Yû! Sgë! Usïnu'lï hatû'ngani'ga, Giya'giya' Sa`ka'nï, ew?satâ'gï tsûl`dâ'histï. Usïnu'lï hatlasi'ga. Tsis'kwa-gwû' ulsge'ta uwu'tlani`lëï'. Usïnuli'yu atsahilu'gïsi'ga. Utsïnä'wa nu'tatanû'nta. Yü!
Yû! Sgë! Usïnu'lï hatûngani'ga, Diga'tiskï Wâtige'ï, galû'nlatï iyû'nta ditsûl`dâ'histï. Ha-nâ'gwa usïnu'lï hatlasi'ga. Tsi'skwa-gwû dïtu'nila'-w?itsû'hï higese'ï. Usïnûlï kë'`tati'gû`lahi'ga. Utsïnä'wa adûnni'ga. Yû!
Yû! Listen! Quickly you have drawn near to hearken, O Blue Sparrow-Hawk; in the spreading tree tops you are at rest. Quickly you have come down. The intruder is only a bird which has, overshadowed him. Swiftly you have swooped down upon it. Relief is accomplished. Yû!
Yû! Listen! Quickly you have drawn near to hearken, O Brown Rabbit-Hawk; you are at rest there above. Ha! Swiftly now you have come down. It is only the birds which have come together for a council. Quickly you have come and scattered them. Relief is accomplished. Yû!
This formula, also for Gûnwani'gistû'nï or Atawinë'hï, was obtained from A`wan'ita (Young Deer), who wrote down only the prayer and explained the treatment orally. He coincides in the opinion that this disease in children is caused by the birds, but says that it originates from the shadow of a bird. flying overhead having fallen upon the pregnant mother. He says further that the disease is easily recognized in children, but that it sometimes does not develop until the child has attained maturity, when it is more difficult to discern the cause of the trouble, although in the latter case dark circles around the eyes are unfailing symptoms.

━━━━━━━━━━━━━━━━

**Questions**
- 1) Summarize the formula in two sentences.
- 2) According to the formula, what does A`wan'ita give as the unfailing symptoms when the disease does not develop until maturity?
- 3) Reproduce the part of the formula from "Yû! Sgë! Usïnu'lï hatû'ngani'ga, Giya'giya'" to "it. Relief is accomplished. Yû!".

Items from a dataset:
━━━━━━━━━━━━━━━━

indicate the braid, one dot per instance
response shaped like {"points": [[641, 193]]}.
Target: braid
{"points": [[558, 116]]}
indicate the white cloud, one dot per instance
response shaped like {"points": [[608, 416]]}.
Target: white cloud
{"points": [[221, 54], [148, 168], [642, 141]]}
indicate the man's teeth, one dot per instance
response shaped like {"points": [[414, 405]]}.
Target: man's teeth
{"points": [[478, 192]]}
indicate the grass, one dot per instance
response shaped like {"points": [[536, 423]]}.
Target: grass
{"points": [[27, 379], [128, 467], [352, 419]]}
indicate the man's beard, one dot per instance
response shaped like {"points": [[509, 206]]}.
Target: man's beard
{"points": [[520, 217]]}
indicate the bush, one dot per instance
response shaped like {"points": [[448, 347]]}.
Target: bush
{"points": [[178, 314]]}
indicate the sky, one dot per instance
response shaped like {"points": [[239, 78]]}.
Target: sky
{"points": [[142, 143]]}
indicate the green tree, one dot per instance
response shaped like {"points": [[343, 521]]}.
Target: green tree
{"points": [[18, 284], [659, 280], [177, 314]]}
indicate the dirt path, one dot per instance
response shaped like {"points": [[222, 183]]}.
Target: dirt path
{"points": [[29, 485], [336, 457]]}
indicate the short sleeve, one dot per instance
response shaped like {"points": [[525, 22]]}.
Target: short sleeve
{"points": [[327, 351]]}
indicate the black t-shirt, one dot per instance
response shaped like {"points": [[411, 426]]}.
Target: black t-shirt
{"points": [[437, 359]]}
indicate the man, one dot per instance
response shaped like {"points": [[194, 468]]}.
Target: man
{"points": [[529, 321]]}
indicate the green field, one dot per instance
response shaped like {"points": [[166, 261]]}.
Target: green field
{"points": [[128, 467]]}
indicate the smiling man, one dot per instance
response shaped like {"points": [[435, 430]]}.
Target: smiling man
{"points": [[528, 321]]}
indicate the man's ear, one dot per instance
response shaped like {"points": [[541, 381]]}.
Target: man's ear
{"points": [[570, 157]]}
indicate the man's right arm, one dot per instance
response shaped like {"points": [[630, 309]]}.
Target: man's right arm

━━━━━━━━━━━━━━━━

**Task-by-task outputs**
- 1) The formula calls on the Blue Sparrow-Hawk and the Brown Rabbit-Hawk, saying they have come down swiftly upon the birds and declaring that relief is accomplished. It was obtained from A`wan'ita (Young Deer), who says the disease in children originates from the shadow of a bird flying overhead having fallen upon the pregnant mother, and that dark circles around the eyes are unfailing symptoms when it develops only in maturity.

- 2) Dark circles around the eyes.

- 3)
Yû! Sgë! Usïnu'lï hatû'ngani'ga, Giya'giya' Sa`ka'nï, ew?satâ'gï tsûl`dâ'histï. Usïnu'lï hatlasi'ga. Tsis'kwa-gwû' ulsge'ta uwu'tlani`lëï'. Usïnuli'yu atsahilu'gïsi'ga. Utsïnä'wa nu'tatanû'nta. Yü!
Yû! Sgë! Usïnu'lï hatûngani'ga, Diga'tiskï Wâtige'ï, galû'nlatï iyû'nta ditsûl`dâ'histï. Ha-nâ'gwa usïnu'lï hatlasi'ga. Tsi'skwa-gwû dïtu'nila'-w?itsû'hï higese'ï. Usïnûlï kë'`tati'gû`lahi'ga. Utsïnä'wa adûnni'ga. Yû!
Yû! Listen! Quickly you have drawn near to hearken, O Blue Sparrow-Hawk; in the spreading tree tops you are at rest. Quickly you have come down. The intruder is only a bird which has, overshadowed him. Swiftly you have swooped down upon it. Relief is accomplished. Yû!